Dataset records

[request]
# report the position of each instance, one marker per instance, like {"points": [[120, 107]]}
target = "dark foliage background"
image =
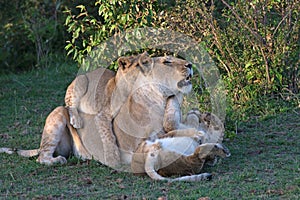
{"points": [[255, 44]]}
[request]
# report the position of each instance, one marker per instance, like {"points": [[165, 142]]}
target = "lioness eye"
{"points": [[167, 62]]}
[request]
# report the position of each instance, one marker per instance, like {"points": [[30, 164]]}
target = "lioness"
{"points": [[149, 107], [96, 98]]}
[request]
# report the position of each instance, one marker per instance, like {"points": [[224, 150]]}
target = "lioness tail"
{"points": [[24, 153]]}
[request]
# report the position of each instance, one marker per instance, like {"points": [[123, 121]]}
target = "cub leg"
{"points": [[198, 136], [72, 99], [55, 138], [153, 162]]}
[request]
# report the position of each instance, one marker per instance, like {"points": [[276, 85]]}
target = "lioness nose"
{"points": [[189, 65]]}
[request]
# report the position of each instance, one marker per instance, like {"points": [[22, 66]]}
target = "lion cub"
{"points": [[176, 154]]}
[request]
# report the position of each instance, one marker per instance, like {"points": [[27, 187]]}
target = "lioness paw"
{"points": [[76, 122], [51, 161]]}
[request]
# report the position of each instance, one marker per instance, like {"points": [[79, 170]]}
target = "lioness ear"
{"points": [[124, 62], [145, 62]]}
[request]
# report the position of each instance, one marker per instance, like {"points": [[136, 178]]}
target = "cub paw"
{"points": [[199, 137]]}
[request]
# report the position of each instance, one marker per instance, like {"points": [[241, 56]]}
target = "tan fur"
{"points": [[119, 112], [176, 154]]}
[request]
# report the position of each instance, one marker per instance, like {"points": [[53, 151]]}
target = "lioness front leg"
{"points": [[110, 149], [74, 93]]}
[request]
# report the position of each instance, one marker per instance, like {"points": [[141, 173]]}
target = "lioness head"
{"points": [[171, 74], [169, 71]]}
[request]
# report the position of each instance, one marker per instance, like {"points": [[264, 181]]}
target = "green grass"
{"points": [[264, 162]]}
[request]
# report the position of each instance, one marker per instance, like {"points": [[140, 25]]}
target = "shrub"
{"points": [[30, 33], [254, 43]]}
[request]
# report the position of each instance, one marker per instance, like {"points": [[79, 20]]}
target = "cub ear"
{"points": [[145, 62]]}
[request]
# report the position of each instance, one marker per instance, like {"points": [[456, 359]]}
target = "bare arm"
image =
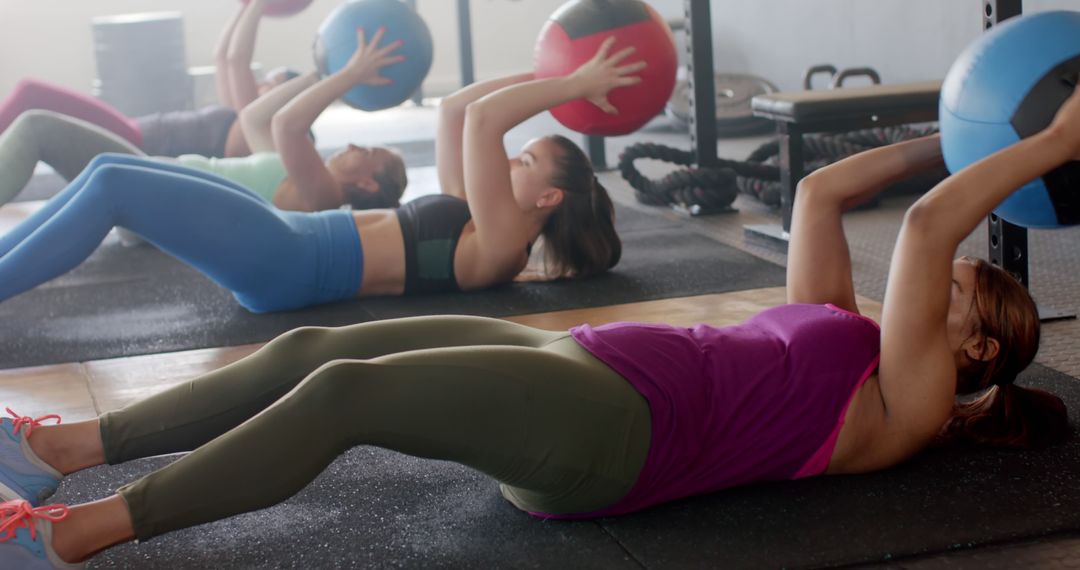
{"points": [[221, 84], [502, 229], [917, 371], [242, 82], [313, 186], [450, 131], [819, 262], [256, 118]]}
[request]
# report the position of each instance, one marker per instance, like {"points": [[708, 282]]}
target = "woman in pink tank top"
{"points": [[602, 420]]}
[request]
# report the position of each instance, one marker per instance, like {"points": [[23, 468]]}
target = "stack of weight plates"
{"points": [[733, 114], [142, 66]]}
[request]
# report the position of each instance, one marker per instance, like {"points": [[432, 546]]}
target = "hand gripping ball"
{"points": [[1007, 86], [337, 41], [572, 36]]}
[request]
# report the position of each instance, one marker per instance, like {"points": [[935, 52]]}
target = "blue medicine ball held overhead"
{"points": [[1007, 86], [336, 42]]}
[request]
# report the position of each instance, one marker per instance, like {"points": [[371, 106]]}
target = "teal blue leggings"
{"points": [[271, 260]]}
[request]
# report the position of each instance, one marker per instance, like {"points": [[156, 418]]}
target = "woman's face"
{"points": [[358, 165], [530, 173], [962, 322]]}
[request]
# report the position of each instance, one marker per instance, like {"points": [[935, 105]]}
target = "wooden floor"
{"points": [[79, 391]]}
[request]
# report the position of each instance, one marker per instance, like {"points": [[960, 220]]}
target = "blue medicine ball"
{"points": [[1007, 86], [336, 42]]}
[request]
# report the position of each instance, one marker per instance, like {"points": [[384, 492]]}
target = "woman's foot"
{"points": [[26, 537], [23, 475]]}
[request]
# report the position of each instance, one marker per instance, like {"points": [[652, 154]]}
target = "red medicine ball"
{"points": [[572, 36]]}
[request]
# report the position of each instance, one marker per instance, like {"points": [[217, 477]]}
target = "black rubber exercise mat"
{"points": [[136, 300], [376, 509]]}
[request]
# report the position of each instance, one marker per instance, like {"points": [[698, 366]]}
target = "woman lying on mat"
{"points": [[212, 131], [598, 421], [275, 260], [285, 170]]}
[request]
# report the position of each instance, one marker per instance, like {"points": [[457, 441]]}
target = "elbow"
{"points": [[451, 105], [284, 125], [247, 121], [808, 188], [925, 218], [477, 117]]}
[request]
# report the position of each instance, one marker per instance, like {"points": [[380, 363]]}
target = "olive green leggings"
{"points": [[531, 408]]}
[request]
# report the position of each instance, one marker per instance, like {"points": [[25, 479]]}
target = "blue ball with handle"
{"points": [[336, 42], [1007, 86]]}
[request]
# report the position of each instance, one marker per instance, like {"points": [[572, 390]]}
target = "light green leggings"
{"points": [[64, 143], [531, 408]]}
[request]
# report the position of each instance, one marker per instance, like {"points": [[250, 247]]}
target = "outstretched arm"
{"points": [[313, 186], [242, 83], [917, 371], [819, 263], [450, 131], [221, 84], [256, 118], [502, 229]]}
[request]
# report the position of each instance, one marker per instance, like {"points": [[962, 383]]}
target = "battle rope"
{"points": [[715, 188]]}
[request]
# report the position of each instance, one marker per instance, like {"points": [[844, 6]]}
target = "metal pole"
{"points": [[699, 26], [464, 39]]}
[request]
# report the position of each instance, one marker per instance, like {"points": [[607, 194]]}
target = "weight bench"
{"points": [[802, 112]]}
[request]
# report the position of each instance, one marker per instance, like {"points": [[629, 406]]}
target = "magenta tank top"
{"points": [[755, 402]]}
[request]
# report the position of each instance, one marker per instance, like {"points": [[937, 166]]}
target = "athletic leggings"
{"points": [[32, 94], [64, 143], [271, 260], [558, 429]]}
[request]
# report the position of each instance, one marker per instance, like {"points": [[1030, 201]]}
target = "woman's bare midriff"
{"points": [[380, 238]]}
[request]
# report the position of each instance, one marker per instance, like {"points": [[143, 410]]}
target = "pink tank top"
{"points": [[755, 402]]}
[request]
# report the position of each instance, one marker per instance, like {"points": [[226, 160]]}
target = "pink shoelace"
{"points": [[29, 422], [18, 514]]}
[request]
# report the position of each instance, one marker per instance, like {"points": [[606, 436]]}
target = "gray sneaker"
{"points": [[26, 537], [22, 474]]}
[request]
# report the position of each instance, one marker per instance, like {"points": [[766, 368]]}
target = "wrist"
{"points": [[1060, 136], [575, 85]]}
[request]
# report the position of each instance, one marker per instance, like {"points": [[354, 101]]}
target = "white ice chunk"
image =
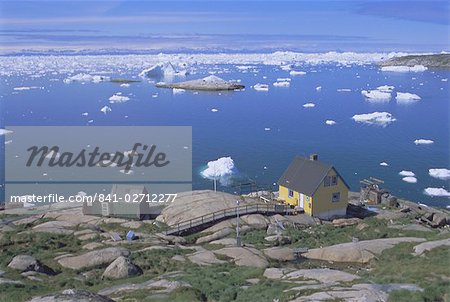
{"points": [[294, 72], [422, 141], [309, 105], [378, 118], [118, 98], [410, 179], [105, 109], [437, 192], [406, 173], [282, 84], [415, 68], [440, 173], [221, 167], [261, 87], [4, 132], [406, 96], [376, 95]]}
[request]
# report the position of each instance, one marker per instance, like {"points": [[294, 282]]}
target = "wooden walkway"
{"points": [[205, 221]]}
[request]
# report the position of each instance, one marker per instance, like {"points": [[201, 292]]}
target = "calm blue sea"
{"points": [[238, 129]]}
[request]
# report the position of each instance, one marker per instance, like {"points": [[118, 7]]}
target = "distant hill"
{"points": [[441, 61]]}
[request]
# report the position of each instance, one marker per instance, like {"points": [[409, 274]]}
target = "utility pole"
{"points": [[238, 238]]}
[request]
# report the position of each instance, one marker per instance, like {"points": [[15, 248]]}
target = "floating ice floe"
{"points": [[377, 118], [309, 105], [294, 72], [105, 109], [437, 192], [376, 95], [27, 88], [440, 173], [84, 77], [178, 91], [410, 179], [422, 141], [166, 69], [385, 88], [5, 132], [118, 98], [415, 68], [220, 169], [406, 173], [282, 84], [209, 83], [261, 87], [406, 97]]}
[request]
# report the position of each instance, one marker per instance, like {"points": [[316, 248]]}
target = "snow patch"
{"points": [[440, 173]]}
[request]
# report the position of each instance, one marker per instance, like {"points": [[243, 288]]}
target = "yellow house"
{"points": [[316, 187]]}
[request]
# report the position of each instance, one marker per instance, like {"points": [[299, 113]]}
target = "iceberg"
{"points": [[105, 109], [309, 105], [219, 168], [385, 88], [294, 73], [118, 98], [422, 141], [407, 173], [440, 173], [415, 68], [377, 118], [376, 95], [437, 192], [162, 70], [410, 179], [407, 97], [5, 132], [211, 83], [282, 84], [27, 88], [84, 77], [261, 87]]}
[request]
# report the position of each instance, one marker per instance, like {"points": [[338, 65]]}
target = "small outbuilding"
{"points": [[314, 186]]}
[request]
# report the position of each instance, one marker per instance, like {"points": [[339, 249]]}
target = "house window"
{"points": [[334, 180], [336, 197], [291, 193]]}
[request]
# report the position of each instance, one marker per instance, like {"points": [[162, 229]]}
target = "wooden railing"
{"points": [[205, 220]]}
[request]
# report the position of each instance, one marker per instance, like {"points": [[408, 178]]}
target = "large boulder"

→ **What the exercise asks**: Which lines of the entries above contain the string "pole"? Return every such line in full, treating uppercase and lowercase as distinct.

→ **Answer to the exercise**:
target = "metal pole"
target = "utility pole"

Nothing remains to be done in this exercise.